Vorliegender Auszug ▸
--------------------------------------------------

Schauspielerin und Ex-Intendantin kündigt.

 

Ildiko Jarcsek-Zamfirescu mit DSTT- Kulturpolitik unzufrieden

(Veröffentlicht in "Allgemeine Deutsche Zeitung für Rumänien" - 21. Februar 2003 )

 

dc. Temeswar - Die langjährige Schauspielerin und frühere Intendantin des Deutschen Staatstheaters Temeswar, Ildiko Jarcsek-Zamfirescu, hat ihren Vertrag mit dem Theater gekündigt. Jarcsek-Zamfirescu erklärte, sie sei mit der jetzigen Kultur- und Finanzpolitik des Deutschen Staatstheaters unzufrieden. Jarcsek-Zamfirescu, die seit 1983 Intendantin des Theaters war, hatte bei einer Ausschreibung des Amtes im September 2001 nicht mehr kandidiert. Die Ausschreibung, die vom Geldgeber des Theaters, dem Temeswarer Kreisrat, einberufen worden war, hatte einst für eine heftige Debatte in der Temeswarer Kulturszene gesorgt. Die Neubesetzung des Amtes sei damals "von gestern auf heute" geschehen, sagte Jarcsek-Zamfirescu. Das Deutsche Staatstheater in Temeswar sorgt seit längerem für Wirbel. So gab es Unstimmigkeiten zwischen neuer Intendanz und Dramaturgie, die später auch vor Gericht ausgetragen worden waren. "Ich finde es nicht normal, dass das DSTT in einem einzigen Jahr drei Prozesse verliert, die Intendanz schiebt mir aber alle Schuld für die heutigen Probleme des Theaters in die Schuhe", erklärte Jarcsek-Zamfirescu. "Nicht nur, dass ich für alles beschuldigt werde; die Stücke, in denen ich die Hauptrolle hatte, wurden aus dem Repertoire gestrichen", fügt die Schauspielerin hinzu. Die Inszenierungen "Mutter Courage" und "Sibirien", bei denen Jarcsek-Zamfirescu die Hauptrolle spielte, hatten beim Publikum großen Anklang gefunden. Die Intendantin Alexandra Gandi-Ossau sagte der ADZ, sie sei mit den Gründen, die die ehemalige Leiterin angibt, nicht einverstanden. Sie erklärte, "solange Frau Jarcsek-Zamfirescu auch weiterhin mit dem DSTT mitarbeiten wird, sollte man es nicht an die große Glocke hängen". Ildiko Jarcsek-Zamfirescu probt zur Zeit für die am 28. Februar geplante Premiere von Horvaths "Geschichten aus dem Wiener Wald" und ist sich sicher, "auch in Zukunft auf der Bühne zu sehen sein, denn das Publikum darf auf keinen Fall leiden", so die langjährige Temeswarer Schauspielerin.

 


"Ich kann nichts ändern, deshalb bin ich gegangen"

(Veröffentlicht in "Banater Zeitung" - 5. März  2003 )

--------------------------------------------------

Dateneinträge ▸
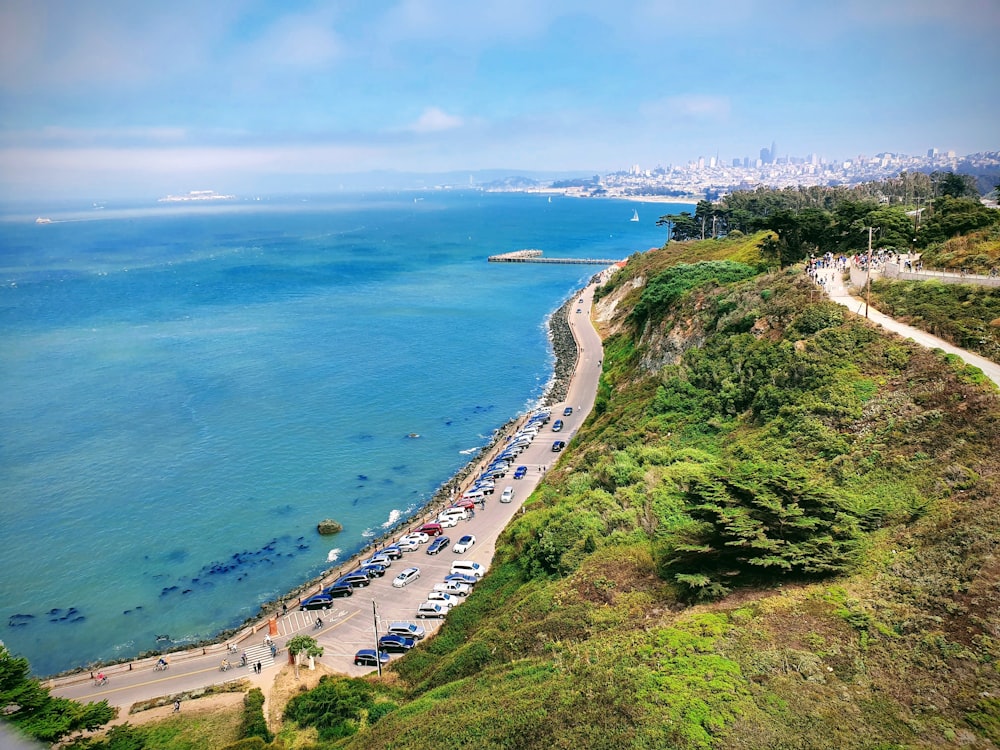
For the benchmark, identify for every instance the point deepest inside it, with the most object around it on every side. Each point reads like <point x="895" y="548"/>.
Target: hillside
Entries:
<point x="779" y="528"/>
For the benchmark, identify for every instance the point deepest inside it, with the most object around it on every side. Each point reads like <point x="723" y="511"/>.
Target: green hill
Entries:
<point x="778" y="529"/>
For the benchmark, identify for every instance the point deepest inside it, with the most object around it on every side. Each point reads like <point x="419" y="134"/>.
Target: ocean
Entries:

--------------------------------------------------

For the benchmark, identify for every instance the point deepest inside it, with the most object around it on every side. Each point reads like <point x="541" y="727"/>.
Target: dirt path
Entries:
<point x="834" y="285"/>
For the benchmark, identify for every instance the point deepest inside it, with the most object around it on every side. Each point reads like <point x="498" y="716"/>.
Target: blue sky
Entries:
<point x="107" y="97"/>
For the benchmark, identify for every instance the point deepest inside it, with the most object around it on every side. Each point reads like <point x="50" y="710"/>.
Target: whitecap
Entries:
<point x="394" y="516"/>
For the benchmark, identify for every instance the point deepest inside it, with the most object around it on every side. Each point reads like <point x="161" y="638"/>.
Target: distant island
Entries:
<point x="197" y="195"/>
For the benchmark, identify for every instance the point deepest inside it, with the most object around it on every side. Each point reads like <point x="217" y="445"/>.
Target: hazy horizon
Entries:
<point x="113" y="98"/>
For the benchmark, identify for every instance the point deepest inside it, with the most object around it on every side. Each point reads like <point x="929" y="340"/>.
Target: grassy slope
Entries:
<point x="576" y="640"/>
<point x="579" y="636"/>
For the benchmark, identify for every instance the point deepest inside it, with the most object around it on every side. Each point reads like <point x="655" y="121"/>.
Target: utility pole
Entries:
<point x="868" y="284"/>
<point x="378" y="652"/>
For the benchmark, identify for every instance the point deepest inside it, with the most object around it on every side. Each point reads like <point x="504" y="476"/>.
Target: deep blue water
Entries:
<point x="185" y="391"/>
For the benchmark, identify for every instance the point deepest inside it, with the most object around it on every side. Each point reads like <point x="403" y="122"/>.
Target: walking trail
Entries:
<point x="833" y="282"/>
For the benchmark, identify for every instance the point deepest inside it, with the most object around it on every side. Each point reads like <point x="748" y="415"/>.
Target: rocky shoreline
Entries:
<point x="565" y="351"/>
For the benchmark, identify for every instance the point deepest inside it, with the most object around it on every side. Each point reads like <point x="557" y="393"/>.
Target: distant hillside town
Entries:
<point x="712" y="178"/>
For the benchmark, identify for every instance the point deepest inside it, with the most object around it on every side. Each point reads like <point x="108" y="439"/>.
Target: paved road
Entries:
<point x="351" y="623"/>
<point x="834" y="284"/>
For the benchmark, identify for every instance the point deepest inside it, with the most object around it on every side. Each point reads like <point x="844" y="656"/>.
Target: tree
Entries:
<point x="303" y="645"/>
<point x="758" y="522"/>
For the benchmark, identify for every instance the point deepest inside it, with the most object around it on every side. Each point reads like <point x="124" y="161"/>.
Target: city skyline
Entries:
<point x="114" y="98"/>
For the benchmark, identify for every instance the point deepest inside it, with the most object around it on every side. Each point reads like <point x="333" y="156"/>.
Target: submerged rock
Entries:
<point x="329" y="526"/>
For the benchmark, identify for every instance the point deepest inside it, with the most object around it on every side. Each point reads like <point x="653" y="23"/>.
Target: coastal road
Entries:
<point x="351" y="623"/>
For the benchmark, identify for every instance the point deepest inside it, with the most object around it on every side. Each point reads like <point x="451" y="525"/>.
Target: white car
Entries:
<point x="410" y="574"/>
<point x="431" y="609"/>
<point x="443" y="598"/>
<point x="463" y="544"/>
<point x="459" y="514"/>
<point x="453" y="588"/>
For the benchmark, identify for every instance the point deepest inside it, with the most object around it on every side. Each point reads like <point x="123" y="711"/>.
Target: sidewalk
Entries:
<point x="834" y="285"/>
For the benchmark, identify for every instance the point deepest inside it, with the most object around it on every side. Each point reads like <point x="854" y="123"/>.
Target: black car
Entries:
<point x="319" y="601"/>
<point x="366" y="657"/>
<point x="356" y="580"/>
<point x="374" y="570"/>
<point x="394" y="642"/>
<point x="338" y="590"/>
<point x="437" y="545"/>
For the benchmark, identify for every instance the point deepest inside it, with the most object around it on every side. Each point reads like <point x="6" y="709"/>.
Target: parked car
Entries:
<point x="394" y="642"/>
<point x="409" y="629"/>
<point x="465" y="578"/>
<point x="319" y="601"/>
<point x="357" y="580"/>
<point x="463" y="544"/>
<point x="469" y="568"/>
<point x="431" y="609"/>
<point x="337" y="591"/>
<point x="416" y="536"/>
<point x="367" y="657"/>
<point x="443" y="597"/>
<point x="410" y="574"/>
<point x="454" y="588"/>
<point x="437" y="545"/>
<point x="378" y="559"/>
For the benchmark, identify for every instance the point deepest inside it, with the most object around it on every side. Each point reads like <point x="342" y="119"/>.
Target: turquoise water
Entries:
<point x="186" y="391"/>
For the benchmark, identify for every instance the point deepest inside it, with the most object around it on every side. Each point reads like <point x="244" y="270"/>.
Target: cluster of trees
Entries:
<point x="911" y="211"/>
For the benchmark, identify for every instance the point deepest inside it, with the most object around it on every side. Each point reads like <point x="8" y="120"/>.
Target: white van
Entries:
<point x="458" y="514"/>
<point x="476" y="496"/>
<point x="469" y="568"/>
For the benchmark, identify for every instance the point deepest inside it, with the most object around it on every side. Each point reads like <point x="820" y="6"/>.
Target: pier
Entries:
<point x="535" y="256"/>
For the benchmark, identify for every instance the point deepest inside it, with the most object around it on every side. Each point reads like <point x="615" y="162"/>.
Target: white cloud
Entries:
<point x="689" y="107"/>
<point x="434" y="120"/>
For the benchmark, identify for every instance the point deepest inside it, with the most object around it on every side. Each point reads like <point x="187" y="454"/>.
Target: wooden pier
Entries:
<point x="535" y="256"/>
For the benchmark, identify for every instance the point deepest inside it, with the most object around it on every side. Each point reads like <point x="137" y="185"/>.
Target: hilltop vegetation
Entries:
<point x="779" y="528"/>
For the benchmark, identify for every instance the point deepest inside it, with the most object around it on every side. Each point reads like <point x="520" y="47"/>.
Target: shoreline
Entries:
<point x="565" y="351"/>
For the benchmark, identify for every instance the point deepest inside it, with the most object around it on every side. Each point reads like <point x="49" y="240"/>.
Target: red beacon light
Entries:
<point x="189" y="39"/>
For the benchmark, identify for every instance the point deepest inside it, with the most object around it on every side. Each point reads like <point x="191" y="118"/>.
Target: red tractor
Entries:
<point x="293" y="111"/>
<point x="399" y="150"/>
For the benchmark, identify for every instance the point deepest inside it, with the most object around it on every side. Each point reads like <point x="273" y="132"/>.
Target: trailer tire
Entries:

--------------------------------------------------

Zu erledigen ▸
a – Gib den Abschnitt des Artikels wörtlich wieder, der mit den Worten „Schauspielerin und Ex-Intendantin“ einsetzt und mit „Februar 2003 )“ schließt.
b – Seit welchem Jahr war Ildiko Jarcsek-Zamfirescu laut dem Artikel Intendantin des Deutschen Staatstheaters Temeswar?
Das Material wird für die Bearbeitung nicht gebraucht.

Geordnete Lösungen ▸
a –
Schauspielerin und Ex-Intendantin kündigt.

 

Ildiko Jarcsek-Zamfirescu mit DSTT- Kulturpolitik unzufrieden

(Veröffentlicht in "Allgemeine Deutsche Zeitung für Rumänien" - 21. Februar 2003 )

b – Seit 1983.